### ENTRIES SUPPLIED
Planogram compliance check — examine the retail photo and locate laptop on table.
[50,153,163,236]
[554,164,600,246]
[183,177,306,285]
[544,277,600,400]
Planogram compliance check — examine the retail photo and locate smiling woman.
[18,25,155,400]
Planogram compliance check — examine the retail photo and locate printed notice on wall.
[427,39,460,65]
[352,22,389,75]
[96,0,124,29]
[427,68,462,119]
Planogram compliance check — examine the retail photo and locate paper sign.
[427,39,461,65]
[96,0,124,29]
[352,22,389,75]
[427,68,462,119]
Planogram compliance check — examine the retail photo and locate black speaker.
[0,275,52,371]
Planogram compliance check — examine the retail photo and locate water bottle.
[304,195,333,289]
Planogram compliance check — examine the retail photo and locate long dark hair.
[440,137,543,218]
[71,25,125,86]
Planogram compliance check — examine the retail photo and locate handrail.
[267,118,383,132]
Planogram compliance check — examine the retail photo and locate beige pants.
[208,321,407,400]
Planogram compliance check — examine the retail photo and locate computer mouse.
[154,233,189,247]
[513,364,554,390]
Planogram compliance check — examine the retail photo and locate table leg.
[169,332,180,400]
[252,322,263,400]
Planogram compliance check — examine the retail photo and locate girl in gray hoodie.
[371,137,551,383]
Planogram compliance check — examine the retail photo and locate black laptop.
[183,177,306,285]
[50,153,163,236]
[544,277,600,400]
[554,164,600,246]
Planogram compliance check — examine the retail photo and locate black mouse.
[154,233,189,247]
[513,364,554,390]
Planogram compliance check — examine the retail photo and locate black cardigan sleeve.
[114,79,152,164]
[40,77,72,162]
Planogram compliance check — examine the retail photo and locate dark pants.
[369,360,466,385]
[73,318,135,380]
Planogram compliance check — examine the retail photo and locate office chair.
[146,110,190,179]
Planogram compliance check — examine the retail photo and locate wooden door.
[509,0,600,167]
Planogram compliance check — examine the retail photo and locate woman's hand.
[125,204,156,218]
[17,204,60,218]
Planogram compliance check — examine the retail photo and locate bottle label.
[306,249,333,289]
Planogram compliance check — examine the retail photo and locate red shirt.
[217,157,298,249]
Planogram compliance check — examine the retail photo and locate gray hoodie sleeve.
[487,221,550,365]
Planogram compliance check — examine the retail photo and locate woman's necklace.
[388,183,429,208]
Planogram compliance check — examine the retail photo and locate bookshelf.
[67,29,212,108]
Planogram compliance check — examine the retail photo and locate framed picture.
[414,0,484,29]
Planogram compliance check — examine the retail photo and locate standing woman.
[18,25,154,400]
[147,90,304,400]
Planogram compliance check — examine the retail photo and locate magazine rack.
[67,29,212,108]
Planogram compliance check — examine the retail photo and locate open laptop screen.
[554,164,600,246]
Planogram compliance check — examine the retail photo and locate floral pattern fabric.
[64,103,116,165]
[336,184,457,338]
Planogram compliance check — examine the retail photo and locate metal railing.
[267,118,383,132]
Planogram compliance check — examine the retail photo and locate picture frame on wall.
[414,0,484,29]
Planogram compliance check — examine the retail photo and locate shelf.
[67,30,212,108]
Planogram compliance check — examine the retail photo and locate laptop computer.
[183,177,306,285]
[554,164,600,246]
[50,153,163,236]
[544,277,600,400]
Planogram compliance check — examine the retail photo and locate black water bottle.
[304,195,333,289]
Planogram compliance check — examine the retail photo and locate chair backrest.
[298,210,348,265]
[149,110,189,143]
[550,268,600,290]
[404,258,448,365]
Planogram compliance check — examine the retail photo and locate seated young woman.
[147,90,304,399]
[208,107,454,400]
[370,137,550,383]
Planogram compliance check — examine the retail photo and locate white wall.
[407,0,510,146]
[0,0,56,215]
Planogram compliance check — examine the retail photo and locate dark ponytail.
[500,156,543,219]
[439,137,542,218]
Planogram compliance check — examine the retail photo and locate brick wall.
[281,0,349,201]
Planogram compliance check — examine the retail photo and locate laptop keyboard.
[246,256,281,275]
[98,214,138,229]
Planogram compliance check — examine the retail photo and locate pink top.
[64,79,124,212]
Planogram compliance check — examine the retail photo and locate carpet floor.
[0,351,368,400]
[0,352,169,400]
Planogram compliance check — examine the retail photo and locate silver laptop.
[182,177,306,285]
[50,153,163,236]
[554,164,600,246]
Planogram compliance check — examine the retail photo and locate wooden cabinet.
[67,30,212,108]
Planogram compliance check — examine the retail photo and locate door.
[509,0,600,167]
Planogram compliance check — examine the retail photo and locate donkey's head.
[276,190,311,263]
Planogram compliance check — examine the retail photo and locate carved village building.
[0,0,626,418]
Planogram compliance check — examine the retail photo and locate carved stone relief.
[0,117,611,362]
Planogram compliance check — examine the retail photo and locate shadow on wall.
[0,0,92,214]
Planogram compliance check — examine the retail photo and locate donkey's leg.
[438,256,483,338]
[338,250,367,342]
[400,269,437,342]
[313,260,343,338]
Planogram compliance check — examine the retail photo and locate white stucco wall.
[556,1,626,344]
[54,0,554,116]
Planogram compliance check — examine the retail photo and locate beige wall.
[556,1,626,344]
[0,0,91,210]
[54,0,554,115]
---
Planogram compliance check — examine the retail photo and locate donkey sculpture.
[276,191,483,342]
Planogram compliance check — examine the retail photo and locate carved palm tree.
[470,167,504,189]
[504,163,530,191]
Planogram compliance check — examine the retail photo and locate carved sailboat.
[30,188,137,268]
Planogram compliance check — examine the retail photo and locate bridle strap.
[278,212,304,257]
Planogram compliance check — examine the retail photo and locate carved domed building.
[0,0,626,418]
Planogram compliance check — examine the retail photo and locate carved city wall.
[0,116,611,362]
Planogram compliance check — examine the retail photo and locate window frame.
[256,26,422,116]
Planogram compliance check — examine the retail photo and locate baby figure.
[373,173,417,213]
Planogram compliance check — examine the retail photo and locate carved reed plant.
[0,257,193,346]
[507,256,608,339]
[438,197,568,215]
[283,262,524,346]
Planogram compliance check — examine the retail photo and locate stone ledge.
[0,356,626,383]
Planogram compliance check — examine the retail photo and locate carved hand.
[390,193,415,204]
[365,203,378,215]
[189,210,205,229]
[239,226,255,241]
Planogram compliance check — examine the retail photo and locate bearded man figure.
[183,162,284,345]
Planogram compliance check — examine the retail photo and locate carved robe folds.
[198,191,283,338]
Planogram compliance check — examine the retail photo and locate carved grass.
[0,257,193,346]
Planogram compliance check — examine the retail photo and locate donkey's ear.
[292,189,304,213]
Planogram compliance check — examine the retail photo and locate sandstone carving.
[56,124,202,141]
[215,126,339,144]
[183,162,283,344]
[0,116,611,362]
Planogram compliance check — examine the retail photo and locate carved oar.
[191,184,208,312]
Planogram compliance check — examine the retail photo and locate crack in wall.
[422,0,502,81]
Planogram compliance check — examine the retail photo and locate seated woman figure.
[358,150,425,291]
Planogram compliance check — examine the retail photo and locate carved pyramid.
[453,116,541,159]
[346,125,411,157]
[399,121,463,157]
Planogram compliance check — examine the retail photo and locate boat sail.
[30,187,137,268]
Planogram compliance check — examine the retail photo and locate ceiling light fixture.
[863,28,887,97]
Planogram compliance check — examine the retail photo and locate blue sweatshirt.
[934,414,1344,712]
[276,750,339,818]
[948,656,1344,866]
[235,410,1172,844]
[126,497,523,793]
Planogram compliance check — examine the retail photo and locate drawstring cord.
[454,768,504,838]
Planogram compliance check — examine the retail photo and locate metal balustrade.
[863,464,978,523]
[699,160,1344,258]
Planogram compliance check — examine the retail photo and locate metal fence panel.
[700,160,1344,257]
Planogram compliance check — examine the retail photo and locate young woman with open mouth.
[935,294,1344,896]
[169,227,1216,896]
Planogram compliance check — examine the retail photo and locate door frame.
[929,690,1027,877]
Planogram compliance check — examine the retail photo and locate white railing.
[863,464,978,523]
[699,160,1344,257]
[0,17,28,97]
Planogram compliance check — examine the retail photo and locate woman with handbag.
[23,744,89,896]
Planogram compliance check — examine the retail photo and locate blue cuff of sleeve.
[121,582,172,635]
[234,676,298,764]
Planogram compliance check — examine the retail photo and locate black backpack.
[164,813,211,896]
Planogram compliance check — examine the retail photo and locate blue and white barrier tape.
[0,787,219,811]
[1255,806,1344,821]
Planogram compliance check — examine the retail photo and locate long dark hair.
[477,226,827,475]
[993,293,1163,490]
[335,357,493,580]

### PROBLEM
Recast the material between the line containing "and locate door." and the line containing "[54,0,554,115]", inclusive, as a JSON list of strings with one string per line and blank lines left out.

### RESULT OF THE EXERCISE
[
  "Planogram compliance check — examine the retail photo and locate door.",
  "[509,0,600,167]",
  "Planogram compliance check — examine the retail photo and locate donkey's head.",
  "[276,190,311,263]",
  "Planogram compliance check — examine the retail photo and locate carved village building.",
  "[0,0,626,418]",
  "Planogram compliance check — examine the retail photo and locate carved stone relief.",
  "[0,117,611,362]",
  "Planogram compliance check — examine the retail photo and locate shadow on wall.",
  "[0,0,92,214]",
  "Planogram compliance check — examine the retail photo and locate donkey's leg.",
  "[438,256,483,338]",
  "[338,250,367,342]",
  "[400,269,437,342]",
  "[313,260,343,338]",
  "Planogram compliance check — examine the retail photo and locate white stucco wall.",
  "[556,1,626,344]",
  "[54,0,554,116]",
  "Planogram compliance check — examine the retail photo and locate beige wall.",
  "[556,1,626,344]",
  "[0,0,91,210]",
  "[54,0,554,115]"
]